● **Exercises to complete**:
a - Give a two-sentence summary of the article below about short bets against CBA.
b - Write the next part of the article below about short bets against CBA, picking up right after its last sentence.

● **Page extract**:

+ + + +

Meanwhile, more than 800,000 mum and dad investors will be hoping the shorts have it wrong.
Trading at close to $130 a share, CBA is up 30 per cent in 12 months, set against the ASX 200 lift of around 9 per cent.
Short activity – where traders bet the share price will go down and aim to make a profit using borrowed stock – is now higher at CBA than at any other of the big four banks.
Roughly $3bn is on the line for shorters, among them leading names such as Phil King of Regal Funds Management.
For many stocks, an increased volume of short bets is bad news. It’s worse when leading fund managers let it become public knowledge.
But CBA is far from an ordinary stock. It is a $213bn juggernaut where the sharpest criticism appears to be it is valued too highly.
Criticism of the bank revolves around a potential lift in costs, a potential loss of market share and a potential crimp of interest margins. However, despite 12 ‘sell’ notes appearing among 15 local stockbrokers, no stockbroking researcher has yet to land a knockout blow.
Meanwhile, the shorts continue to get it wrong. Not just this week or last week but all through 2024 so far. And every day this happens, retail investors become richer.
The current acceleration in CBA’s price, it has gained 9 per cent in a month, is partly due to a short squeeze – that means the last load of short bets were expensively incorrect and the professionals had to recover their positions – ironically pushing CBA higher as they bought up new stock.
Recurring sell calls and short action against the big four banks – ANZ, CBA, Westpac and NAB – has been a losing trade.
You would have to go back to the definitive Australian bank short – the Jim Chanos bet against Macquarie in 2007 to find an apparent money spinner. The US fund manager’s very public short call preceded an extended fall in Macquarie shares from around $86 to $17 in the following months. (Macquarie is worth $200 a share today).

+ + + +

● **Given information**:
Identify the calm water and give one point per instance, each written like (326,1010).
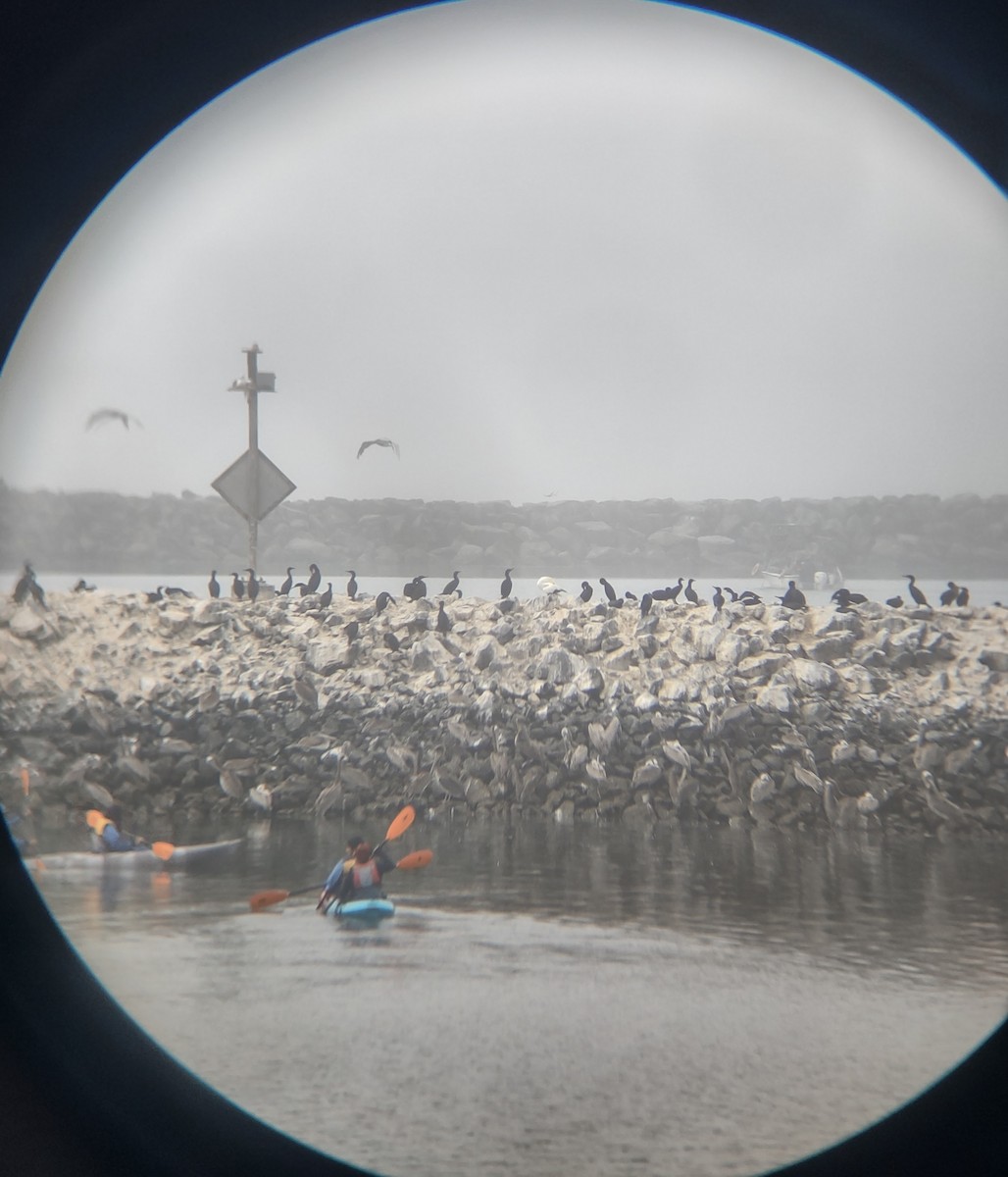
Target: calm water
(582,999)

+ + + +

● **Responses for each task**:
a - Short selling is now higher at CBA than at any other big four bank, with roughly $3bn on the line for traders such as Phil King of Regal Funds Management, even though the stock is up 30 per cent in 12 months to close to $130 a share. The shorts have been wrong all through 2024 so far, and a short squeeze has helped lift the price 9 per cent in a month, making retail investors richer.

b -
CBA is not bulletproof – and the stock could fall any day – though it would be a long way down (around 25 per cent) to the current broker consensus share price target of $93.
In contrast, Westpac, currently seen as the weakest of the big bank stocks, would only need to drop 6 per cent to reach its target.
Moreover, CBA is now within a whisker of taking out the top spot as the market’s most valuable company from BHP, which continues to be sold off – there is only about $2bn in market cap between the two stocks.
Peter Gardner, a portfolio manager at Plato Investment Management has seen it all before. He suggests: “CBA might be a bit expensive but I don’t expect an big surprises from CBA – our position on the stock has not changed in any way with these various reports of short activity.”
CBA reports annual results on August 14.
Back in early May when CBA was closer to $115 I wrote here: “I would not be betting against a government-guaranteed financial cartel and for long-term investors, bank stocks offer a unique share investment.”
There is nothing on the horizon to change that point of view.